=== Materiale fornito ===

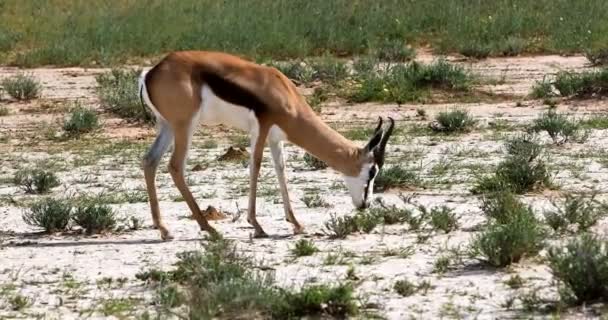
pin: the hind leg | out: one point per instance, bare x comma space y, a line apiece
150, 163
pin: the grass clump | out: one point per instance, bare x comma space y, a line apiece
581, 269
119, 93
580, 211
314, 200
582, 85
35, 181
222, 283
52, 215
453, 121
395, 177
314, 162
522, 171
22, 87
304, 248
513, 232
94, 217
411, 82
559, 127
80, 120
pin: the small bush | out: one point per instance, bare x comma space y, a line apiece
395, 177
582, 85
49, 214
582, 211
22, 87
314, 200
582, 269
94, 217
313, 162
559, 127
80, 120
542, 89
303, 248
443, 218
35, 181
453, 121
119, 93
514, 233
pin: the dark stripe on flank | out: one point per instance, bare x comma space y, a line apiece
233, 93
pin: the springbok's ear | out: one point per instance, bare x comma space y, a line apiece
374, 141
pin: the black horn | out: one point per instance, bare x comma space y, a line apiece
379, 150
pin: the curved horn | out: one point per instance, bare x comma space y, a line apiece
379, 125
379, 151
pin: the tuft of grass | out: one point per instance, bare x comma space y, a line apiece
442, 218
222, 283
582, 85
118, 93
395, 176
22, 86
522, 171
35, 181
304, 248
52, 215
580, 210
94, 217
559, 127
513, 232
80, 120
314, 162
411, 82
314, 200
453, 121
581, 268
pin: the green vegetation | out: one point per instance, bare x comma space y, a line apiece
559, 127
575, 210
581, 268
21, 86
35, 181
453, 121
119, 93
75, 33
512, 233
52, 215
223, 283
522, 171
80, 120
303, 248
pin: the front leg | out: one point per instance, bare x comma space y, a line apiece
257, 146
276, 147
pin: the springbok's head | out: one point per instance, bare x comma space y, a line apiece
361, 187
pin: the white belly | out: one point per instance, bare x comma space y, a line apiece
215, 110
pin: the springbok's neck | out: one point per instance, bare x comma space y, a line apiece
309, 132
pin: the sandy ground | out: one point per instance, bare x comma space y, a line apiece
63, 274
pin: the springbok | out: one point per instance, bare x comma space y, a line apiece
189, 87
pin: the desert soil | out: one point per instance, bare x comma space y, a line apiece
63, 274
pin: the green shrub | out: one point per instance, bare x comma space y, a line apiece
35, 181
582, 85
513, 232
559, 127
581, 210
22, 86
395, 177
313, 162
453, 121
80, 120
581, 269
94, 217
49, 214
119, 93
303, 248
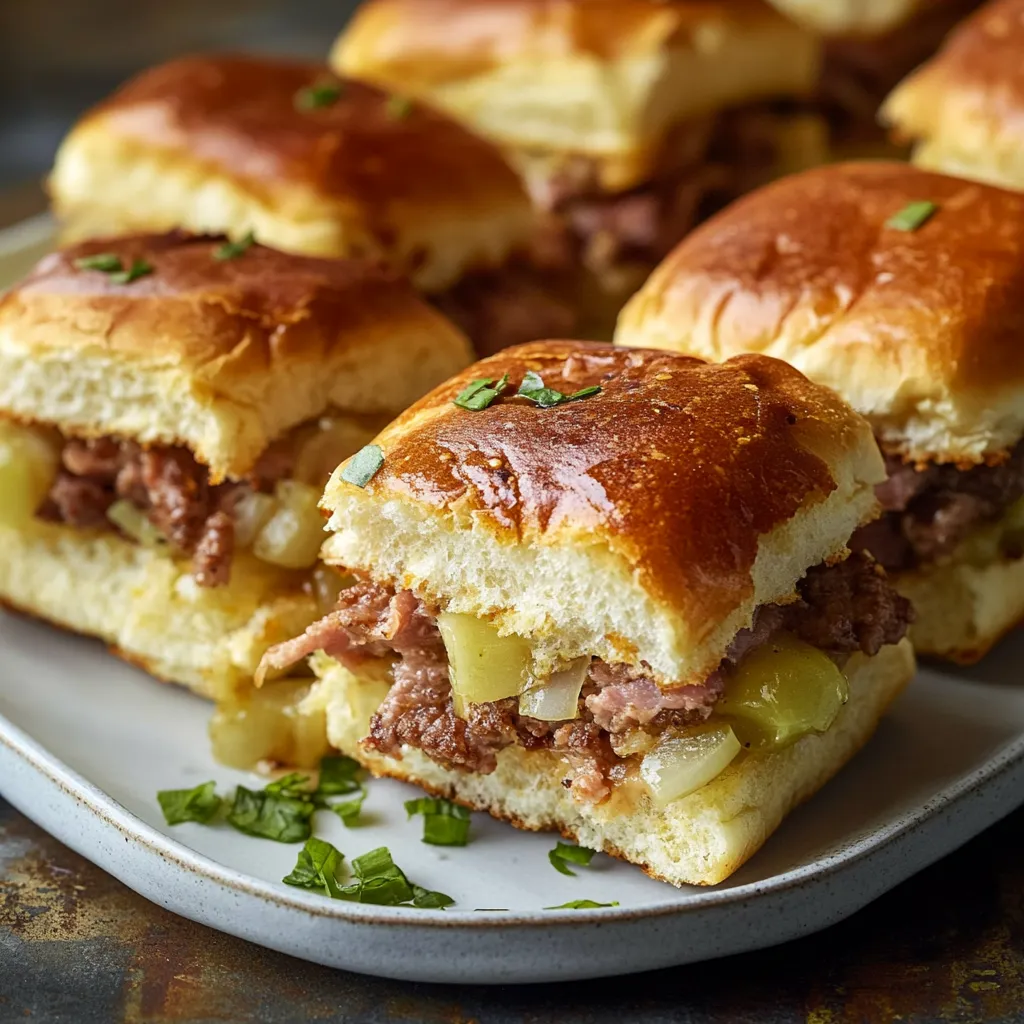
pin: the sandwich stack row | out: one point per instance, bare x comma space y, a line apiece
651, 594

=== Esercizio scritto ===
Ricopia identiche tutte le righe dei record qui sopra, omettendo le immagini.

=== Risultato ===
pin: the hind leg | out: one point per instance, bare x comma space y, a line apiece
150, 163
pin: the grass clump | out: one point per instance, bare x comma space y, a line apiece
581, 269
119, 93
580, 211
314, 200
582, 85
35, 181
222, 283
52, 215
453, 121
395, 177
314, 162
522, 171
22, 87
304, 248
513, 232
94, 217
411, 82
559, 127
80, 120
pin: the small bush | out: one point per instance, bare x comma space y, a line apiece
395, 177
582, 85
49, 214
582, 211
22, 87
314, 200
582, 269
94, 217
313, 162
559, 127
80, 120
542, 89
303, 248
443, 218
35, 181
453, 121
119, 93
514, 233
pin: the dark stripe on flank | out: one point per instance, bare x comma space y, a line apiece
233, 93
pin: the springbok's ear | out: one point per instance, bare x comma space y, a line apiece
374, 141
pin: the black horn | out: one point per instance, bare x comma space y, a line apiece
379, 150
pin: the curved horn | out: one point per instance, bare x comma space y, a line apiece
379, 125
379, 151
pin: the tuft of grass | out: one point per instance, bare x comma space y, a line apiece
442, 218
222, 283
582, 85
118, 93
395, 176
22, 86
522, 171
35, 181
304, 248
52, 215
580, 210
94, 217
559, 127
513, 232
80, 120
314, 162
411, 82
314, 200
453, 121
581, 268
pin: the green vegetation | out: one point per instance, bare x comma space y, a line apiece
559, 127
575, 210
581, 268
21, 86
35, 181
453, 121
119, 93
75, 33
512, 233
52, 215
223, 283
522, 171
80, 120
303, 248
pin: the front leg | out: one point per instance, bare x comma space y, a line apiece
257, 146
276, 147
pin: the springbok's head | out: one point per instance, bare x comma space y, a line apiece
361, 187
pin: the white belly | out: one point per instance, bare x comma space y, a line apiece
215, 110
pin: the springbok's neck | out: one point per instance, bare x comma space y, a line apiece
309, 132
pin: the sandy ground | out: one point per instance, bare x comma space y, a line apiece
63, 274
pin: the springbok | out: one point per instance, bare x comma space y, a line apiece
189, 87
pin: the desert soil | out: one point per instance, bare x comma space y, a line apiece
63, 274
pin: the green shrub | out: one point per instance, bare x comma space y, a line apiece
35, 181
582, 85
513, 232
559, 127
581, 210
22, 86
395, 177
313, 162
453, 121
80, 120
581, 269
94, 217
49, 214
119, 93
303, 248
pin: the sandwich stack row | out: one point per instance, bare x comma space y, a line apiece
651, 594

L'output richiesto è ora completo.